[Dataset rows]
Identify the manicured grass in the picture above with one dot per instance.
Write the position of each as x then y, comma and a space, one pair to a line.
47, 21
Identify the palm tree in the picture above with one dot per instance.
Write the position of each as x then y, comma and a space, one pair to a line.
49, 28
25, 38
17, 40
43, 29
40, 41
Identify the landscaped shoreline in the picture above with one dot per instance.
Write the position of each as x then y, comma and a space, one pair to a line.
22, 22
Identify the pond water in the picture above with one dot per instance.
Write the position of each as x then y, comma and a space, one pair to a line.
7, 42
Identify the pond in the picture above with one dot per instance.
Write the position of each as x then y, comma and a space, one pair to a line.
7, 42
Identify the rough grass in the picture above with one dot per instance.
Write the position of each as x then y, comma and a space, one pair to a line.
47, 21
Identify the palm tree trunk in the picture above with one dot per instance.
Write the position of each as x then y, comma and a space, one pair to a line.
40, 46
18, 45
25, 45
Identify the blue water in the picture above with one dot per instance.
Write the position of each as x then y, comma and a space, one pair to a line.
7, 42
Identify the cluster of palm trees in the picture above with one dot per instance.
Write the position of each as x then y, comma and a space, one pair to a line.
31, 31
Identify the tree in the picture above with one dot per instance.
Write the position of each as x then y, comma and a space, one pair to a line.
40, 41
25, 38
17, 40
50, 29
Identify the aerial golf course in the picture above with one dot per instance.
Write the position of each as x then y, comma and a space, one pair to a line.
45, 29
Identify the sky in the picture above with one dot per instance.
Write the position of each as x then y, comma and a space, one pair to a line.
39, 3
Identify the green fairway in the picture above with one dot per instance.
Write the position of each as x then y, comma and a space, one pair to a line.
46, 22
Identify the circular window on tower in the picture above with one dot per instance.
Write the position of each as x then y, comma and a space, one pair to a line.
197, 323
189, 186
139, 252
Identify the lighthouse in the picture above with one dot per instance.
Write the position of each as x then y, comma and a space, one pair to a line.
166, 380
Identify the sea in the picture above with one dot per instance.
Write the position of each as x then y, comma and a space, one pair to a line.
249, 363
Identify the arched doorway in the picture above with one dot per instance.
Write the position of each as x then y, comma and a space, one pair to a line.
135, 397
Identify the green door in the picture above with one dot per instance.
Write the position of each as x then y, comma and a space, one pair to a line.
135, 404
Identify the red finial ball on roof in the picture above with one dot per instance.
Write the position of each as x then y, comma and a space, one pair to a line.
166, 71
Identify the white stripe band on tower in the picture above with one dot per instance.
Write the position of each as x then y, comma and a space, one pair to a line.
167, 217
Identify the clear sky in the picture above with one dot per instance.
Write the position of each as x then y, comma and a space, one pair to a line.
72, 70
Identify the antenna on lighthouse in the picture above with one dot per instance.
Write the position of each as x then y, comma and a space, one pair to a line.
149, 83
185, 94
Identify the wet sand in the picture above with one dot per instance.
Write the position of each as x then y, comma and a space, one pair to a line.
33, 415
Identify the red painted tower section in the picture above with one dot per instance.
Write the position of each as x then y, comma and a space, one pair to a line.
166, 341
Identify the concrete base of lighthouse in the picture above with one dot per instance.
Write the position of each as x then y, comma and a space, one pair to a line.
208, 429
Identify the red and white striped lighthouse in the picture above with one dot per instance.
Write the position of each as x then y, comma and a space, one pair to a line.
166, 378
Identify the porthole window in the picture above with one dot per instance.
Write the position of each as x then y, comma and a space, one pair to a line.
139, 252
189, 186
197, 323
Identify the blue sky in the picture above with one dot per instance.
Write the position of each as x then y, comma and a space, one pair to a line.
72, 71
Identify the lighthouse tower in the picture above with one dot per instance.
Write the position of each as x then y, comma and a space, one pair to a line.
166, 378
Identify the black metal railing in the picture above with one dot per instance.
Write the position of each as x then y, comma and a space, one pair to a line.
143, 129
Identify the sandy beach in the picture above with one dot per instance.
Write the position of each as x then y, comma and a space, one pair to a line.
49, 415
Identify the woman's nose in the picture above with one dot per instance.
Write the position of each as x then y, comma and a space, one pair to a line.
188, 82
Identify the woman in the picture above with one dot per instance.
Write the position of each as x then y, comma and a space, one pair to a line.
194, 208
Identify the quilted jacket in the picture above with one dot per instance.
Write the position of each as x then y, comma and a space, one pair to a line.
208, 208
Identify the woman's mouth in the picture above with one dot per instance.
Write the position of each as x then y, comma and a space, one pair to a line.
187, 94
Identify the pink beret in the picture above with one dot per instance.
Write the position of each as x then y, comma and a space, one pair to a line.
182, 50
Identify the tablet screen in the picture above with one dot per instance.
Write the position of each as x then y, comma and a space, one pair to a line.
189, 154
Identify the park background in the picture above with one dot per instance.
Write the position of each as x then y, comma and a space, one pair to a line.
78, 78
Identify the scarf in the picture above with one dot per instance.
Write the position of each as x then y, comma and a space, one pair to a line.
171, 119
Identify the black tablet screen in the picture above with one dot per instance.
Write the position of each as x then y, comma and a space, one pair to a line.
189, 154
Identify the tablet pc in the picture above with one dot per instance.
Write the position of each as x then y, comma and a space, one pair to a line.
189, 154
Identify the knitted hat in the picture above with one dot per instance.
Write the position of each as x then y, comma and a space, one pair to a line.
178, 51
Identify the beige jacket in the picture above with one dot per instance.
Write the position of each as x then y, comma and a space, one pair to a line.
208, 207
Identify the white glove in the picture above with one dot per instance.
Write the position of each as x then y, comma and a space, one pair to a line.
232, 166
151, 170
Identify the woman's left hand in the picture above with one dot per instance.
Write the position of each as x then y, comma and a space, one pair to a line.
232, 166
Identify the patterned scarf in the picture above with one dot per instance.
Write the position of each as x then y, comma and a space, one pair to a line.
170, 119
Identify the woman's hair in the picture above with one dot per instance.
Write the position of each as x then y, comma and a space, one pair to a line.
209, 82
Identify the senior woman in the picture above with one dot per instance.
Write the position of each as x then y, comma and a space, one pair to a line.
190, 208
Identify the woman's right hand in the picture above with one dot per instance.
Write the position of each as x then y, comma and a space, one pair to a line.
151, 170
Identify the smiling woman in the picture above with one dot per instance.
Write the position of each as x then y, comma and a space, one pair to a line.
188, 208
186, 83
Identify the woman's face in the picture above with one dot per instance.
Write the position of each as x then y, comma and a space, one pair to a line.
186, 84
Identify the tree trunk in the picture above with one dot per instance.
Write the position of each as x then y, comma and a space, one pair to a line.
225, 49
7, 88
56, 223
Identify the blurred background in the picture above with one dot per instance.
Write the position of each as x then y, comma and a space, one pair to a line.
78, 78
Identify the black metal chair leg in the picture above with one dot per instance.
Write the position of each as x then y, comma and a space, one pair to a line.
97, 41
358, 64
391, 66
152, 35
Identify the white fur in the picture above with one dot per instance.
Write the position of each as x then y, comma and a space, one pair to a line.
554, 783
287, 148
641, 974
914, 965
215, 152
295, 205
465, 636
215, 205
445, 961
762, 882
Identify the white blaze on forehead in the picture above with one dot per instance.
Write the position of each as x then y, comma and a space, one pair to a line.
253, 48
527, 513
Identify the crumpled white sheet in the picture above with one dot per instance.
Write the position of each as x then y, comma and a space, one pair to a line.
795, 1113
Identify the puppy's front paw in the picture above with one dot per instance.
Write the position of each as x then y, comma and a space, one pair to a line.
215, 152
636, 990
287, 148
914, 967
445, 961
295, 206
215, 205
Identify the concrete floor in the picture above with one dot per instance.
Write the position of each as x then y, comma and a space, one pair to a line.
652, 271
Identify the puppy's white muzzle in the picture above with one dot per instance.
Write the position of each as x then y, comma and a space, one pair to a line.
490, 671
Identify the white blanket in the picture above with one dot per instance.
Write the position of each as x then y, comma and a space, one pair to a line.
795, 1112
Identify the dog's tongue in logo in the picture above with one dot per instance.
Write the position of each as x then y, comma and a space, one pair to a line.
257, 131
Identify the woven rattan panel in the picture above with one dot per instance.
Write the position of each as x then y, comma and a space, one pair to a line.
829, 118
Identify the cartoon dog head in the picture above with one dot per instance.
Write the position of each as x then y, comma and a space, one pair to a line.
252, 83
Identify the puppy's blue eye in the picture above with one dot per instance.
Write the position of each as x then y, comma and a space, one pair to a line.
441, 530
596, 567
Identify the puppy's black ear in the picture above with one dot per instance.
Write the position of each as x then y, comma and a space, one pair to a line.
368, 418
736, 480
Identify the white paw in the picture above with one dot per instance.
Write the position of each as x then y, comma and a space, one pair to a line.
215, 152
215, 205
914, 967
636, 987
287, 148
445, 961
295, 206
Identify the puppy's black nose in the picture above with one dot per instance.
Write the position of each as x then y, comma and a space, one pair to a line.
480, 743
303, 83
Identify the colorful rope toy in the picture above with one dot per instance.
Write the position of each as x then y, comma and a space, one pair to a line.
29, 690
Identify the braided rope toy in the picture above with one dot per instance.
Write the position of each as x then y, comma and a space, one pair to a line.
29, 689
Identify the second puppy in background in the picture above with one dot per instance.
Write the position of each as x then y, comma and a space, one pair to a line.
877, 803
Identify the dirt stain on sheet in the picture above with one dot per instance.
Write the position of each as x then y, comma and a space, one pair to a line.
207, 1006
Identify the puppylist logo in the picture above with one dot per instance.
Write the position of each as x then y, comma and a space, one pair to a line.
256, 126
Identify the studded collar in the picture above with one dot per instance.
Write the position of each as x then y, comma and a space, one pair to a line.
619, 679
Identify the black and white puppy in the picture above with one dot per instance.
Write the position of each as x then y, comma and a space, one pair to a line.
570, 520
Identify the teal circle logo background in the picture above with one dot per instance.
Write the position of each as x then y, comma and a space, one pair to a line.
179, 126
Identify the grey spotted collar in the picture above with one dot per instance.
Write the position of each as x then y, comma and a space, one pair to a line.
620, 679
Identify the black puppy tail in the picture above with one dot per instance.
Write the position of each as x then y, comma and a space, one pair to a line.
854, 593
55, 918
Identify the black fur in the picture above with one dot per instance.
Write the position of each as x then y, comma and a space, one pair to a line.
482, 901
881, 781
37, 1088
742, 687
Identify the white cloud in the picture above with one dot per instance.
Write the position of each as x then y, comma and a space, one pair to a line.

* _WORK INSTRUCTIONS_: Quote every line from the line containing "Identify the grey" through the closing line of the listing, including both.

* _IN RESPONSE_:
Identify the grey spotted collar in the picture above with one dot per instance.
Write the position of each as x then y, comma and a space, one pair to a line.
620, 679
Identify the black puppy tail in the picture above with one dot per instance.
Write the position of each as x then y, comma and a space, one pair to a line.
854, 593
55, 918
Identify the black fur in the picture above with one dot per instance.
Write the position of each as x then y, comma and a space, one pair to a line.
482, 901
881, 781
37, 1088
742, 687
Identify the white cloud in the picture above with one dot per instance.
Write the position of each as x then y, comma and a space, one pair to a line.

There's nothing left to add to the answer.